**Extrait du texte**
____
ARRÊT DU TRIBUNAL (troisième chambre)
9 juin 1998 (1)
«Fonctionnaires Pension Coefficient correcteur Changement de capitale
Rétroactivité Règlement (CECA, CE, Euratom) n° 3161/94 Recours en
annulation Recevabilité Acte faisant grief»
Dans l'affaire T-173/95,
Erich Biedermann, Walter Hedderich et Alfred Wienrich, anciens fonctionnaires
de la Cour des comptes, demeurant respectivement à Holzkirchen, à Dreieich et
à Karlsruhe (Allemagne), représentés par Mes Georges Vandersanden et Laure
Levi, avocats au barreau de Bruxelles, ayant élu domicile à Luxembourg auprès de
la fiduciaire Myson SARL, 30, rue de Cessange,
contre
Cour des comptes des Communautés européennes, représentée par MM. Jean-Marie Stenier, Jan Inghelram et Paolo Giusta, membres du service juridique, en
qualité d'agents, ayant élu domicile au siège de la Cour des comptes, 12, rue Alcide
de Gasperi, Kirchberg,
soutenue par
Conseil de l'Union européenne, représenté initialement par MM. Yves Cretien,
conseiller juridique, Antonio Lucidi et Diego Canga Fano, membres du service
juridique, puis uniquement par MM. Lucidi et Canga Fano, en qualité d'agents,
ayant élu domicile à Luxembourg auprès de M. Alessandro Morbilli, directeur
général de la direction des affaires juridiques de la Banque européenne
d'investissement, 100, boulevard Konrad Adenauer,
République fédérale d'Allemagne, représentée par Mme Sabine Maass et MM. Ernst
Röder et Bernd Kloke, en qualité d'agents, ministère fédéral de l'Économie, Bonn
(Allemagne),
et
Royaume des Pays-Bas, représenté par MM. Marc Fierstra et Johannes van den
Oosterkamp, conseillers juridiques, en qualité d'agents, ayant élu domicile à
Luxembourg auprès de l'ambassade des Pays-Bas, 5, rue C.-M. Spoo,
ayant pour objet, d'une part, une demande d'annulation des bulletins de pension
des requérants du mois de décembre 1994, dans la mesure où ces bulletins
consacrent l'application du règlement (CECA, CE, Euratom) n° 3161/94 du Conseil,
du 19 décembre 1994, adaptant, à partir du 1er juillet 1994, les rémunérations et les
pensions des fonctionnaires et autres agents des Communautés européennes ainsi
que les coefficients correcteurs dont sont affectées ces rémunérations et pensions
(JO L 335, p. 1), ainsi que, d'autre part, une demande de rétablissement des
requérants dans l'intégralité de leurs droits à pension, affectés, à compter du 3
octobre 1990 pour les requérants Hedderich et Wienrich, et du 1er janvier 1991
pour le requérant Biedermann, d'un coefficient correcteur fixé par référence au
coût de la vie à Berlin, outre une demande de paiement d'intérêts de retard au
taux de 10 % l'an,
LE TRIBUNAL DE PREMIÈRE INSTANCE
DES COMMUNAUTÉS EUROPÉENNES (troisième chambre),
composé de MM. B. Vesterdorf, président, C. P. Briët et A. Potocki, juges,
greffier: M. H. Jung,
vu la procédure écrite et à la suite de la procédure orale du 18 septembre 1997,
rend le présent
Arrêt
Faits à l'origine du litige
- 1.
____
(Entrées stockées)
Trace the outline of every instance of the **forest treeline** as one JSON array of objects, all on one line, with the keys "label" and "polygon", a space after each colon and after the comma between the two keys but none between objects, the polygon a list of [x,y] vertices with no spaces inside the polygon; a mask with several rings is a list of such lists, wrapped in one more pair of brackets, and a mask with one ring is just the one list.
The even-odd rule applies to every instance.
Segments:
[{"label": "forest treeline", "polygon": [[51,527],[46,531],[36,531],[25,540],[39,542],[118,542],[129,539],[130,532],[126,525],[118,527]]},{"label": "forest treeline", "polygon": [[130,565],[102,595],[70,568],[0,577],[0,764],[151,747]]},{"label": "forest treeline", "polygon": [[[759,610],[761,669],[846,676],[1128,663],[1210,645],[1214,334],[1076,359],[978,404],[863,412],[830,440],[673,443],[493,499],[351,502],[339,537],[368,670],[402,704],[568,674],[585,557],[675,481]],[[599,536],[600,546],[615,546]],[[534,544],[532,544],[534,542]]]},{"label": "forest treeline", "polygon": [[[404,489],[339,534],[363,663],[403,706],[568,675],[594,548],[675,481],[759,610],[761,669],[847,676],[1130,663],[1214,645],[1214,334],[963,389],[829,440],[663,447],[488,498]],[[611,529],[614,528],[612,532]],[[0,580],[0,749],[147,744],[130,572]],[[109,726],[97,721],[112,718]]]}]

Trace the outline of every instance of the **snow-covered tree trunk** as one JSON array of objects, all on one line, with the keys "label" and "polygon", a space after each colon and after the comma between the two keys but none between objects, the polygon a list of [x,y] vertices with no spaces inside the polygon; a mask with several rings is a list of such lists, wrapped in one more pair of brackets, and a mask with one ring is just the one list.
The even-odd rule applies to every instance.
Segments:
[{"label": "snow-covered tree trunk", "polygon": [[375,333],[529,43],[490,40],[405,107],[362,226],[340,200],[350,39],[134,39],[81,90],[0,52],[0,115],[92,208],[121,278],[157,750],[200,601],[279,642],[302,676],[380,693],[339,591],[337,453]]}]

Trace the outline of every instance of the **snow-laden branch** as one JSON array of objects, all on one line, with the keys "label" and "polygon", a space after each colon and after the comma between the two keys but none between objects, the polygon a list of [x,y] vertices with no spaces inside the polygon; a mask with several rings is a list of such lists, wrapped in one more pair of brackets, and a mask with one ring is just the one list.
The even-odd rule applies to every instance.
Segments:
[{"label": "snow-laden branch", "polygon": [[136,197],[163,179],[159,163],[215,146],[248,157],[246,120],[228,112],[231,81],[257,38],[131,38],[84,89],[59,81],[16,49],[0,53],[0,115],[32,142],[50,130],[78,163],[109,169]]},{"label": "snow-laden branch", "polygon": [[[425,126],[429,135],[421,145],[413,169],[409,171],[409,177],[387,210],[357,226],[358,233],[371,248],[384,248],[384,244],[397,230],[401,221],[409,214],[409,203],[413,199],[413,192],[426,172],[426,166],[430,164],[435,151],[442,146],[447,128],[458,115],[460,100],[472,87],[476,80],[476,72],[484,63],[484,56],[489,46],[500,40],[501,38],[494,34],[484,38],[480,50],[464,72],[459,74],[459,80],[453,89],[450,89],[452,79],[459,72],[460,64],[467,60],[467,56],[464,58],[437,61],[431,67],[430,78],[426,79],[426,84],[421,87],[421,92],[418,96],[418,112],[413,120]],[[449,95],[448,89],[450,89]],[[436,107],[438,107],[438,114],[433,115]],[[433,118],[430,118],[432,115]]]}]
____
**Tâches demandées**
(A) Résumez l'arrêt en deux phrases.
(B) D'après l'arrêt, à quelle date s'est tenue la procédure orale ?
(C) Poursuivez l'arrêt à partir de sa dernière ligne en rédigeant l'exposé des faits à l'origine du litige.
Aucun enregistrement n'est utile ici.

**Résultats par tâche**
(A) Dans l'affaire T-173/95, trois anciens fonctionnaires de la Cour des comptes, Erich Biedermann, Walter Hedderich et Alfred Wienrich, agissent contre la Cour des comptes des Communautés européennes, soutenue par le Conseil de l'Union européenne, la République fédérale d'Allemagne et le Royaume des Pays-Bas. Ils demandent l'annulation de leurs bulletins de pension de décembre 1994 dans la mesure où ceux-ci appliquent le règlement n° 3161/94, le rétablissement de leurs droits à pension affectés d'un coefficient correcteur fixé par référence au coût de la vie à Berlin, et le paiement d'intérêts de retard au taux de 10 % l'an.

(B) Le 18 septembre 1997.

(C)
- Les requérants sont des fonctionnaires à la retraite de la Cour des comptes,
demeurant en Allemagne.
- 2.
- En application de l'article 82, paragraphe 1, deuxième alinéa, du statut des
fonctionnaires des Communautés européennes (ci-après «statut»), les pensions
d'ancienneté sont affectées d'un coefficient correcteur fixé pour le pays où le
titulaire de la pension justifie avoir sa résidence.
- 3.
- En vertu de l'annexe XI du statut, les coefficients correcteurs nationaux sont établis
sur la base du coût de la vie dans la capitale de chaque État membre.
- 4.
- Par ailleurs, l'article 3, paragraphe 1, de cette annexe XI du statut dispose:
«Avec effet au 1er juillet et conformément à l'article 65, paragraphe 3, du statut,
le Conseil décide avant la fin de chaque année de l'adaptation des rémunérations
proposée par la Commission [...]»
- 5.
- A la suite de la réunification de l'Allemagne, Berlin est devenue, en octobre 1990,
la capitale de cet État membre.
- 6.
- Dans ses arrêts du 27 octobre 1994, Benzler/Commission (T-536/93, RecFP
p. II-777, ci-après «arrêt Benzler»), et Chavane de Dalmassy e.a./Commission (T-64/92, RecFP p. II-723, ci-après «arrêt Chavane»), le Tribunal a déclaré illégaux,
pour autant qu'ils fixaient un coefficient correcteur provisoire pour l'Allemagne sur
la base du coût de la vie à Bonn, d'une part, l'article 6, paragraphe 2, du règlement
(CEE, Euratom, CECA) n° 3761/92 du Conseil, du 21 décembre 1992, adaptant,
à compter du 1er juillet 1992, les rémunérations et les pensions des fonctionnaires
et autres agents des Communautés européennes ainsi que les coefficients
correcteurs dont sont affectées ces rémunérations et pensions (JO L 383, p. 1), et,
d'autre part, l'article 6, paragraphe 2, du règlement (CECA, CEE, Euratom)
n° 3834/91 du Conseil, du 19 décembre 1991, adaptant à compter du 1er juillet
1991 les rémunérations et les pensions des fonctionnaires et autres agents des
Communautés européennes ainsi que les coefficients correcteurs dont sont affectées
ces rémunérations et pensions (JO L 361, p. 13, rectificatif publié au JO 1992, L 10,
p. 56). Il a estimé que ces articles violaient le principe résultant de l'annexe XI du
statut, selon lequel le coefficient correcteur d'un État membre doit être fixé par
référence au coût de la vie dans la capitale, dès lors que Berlin était devenue la
capitale de l'Allemagne depuis le 3 octobre 1990. Il a en conséquence annulé un
bulletin de pension et des bulletins de rémunération établis sur la base de ces
règlements.
- 7.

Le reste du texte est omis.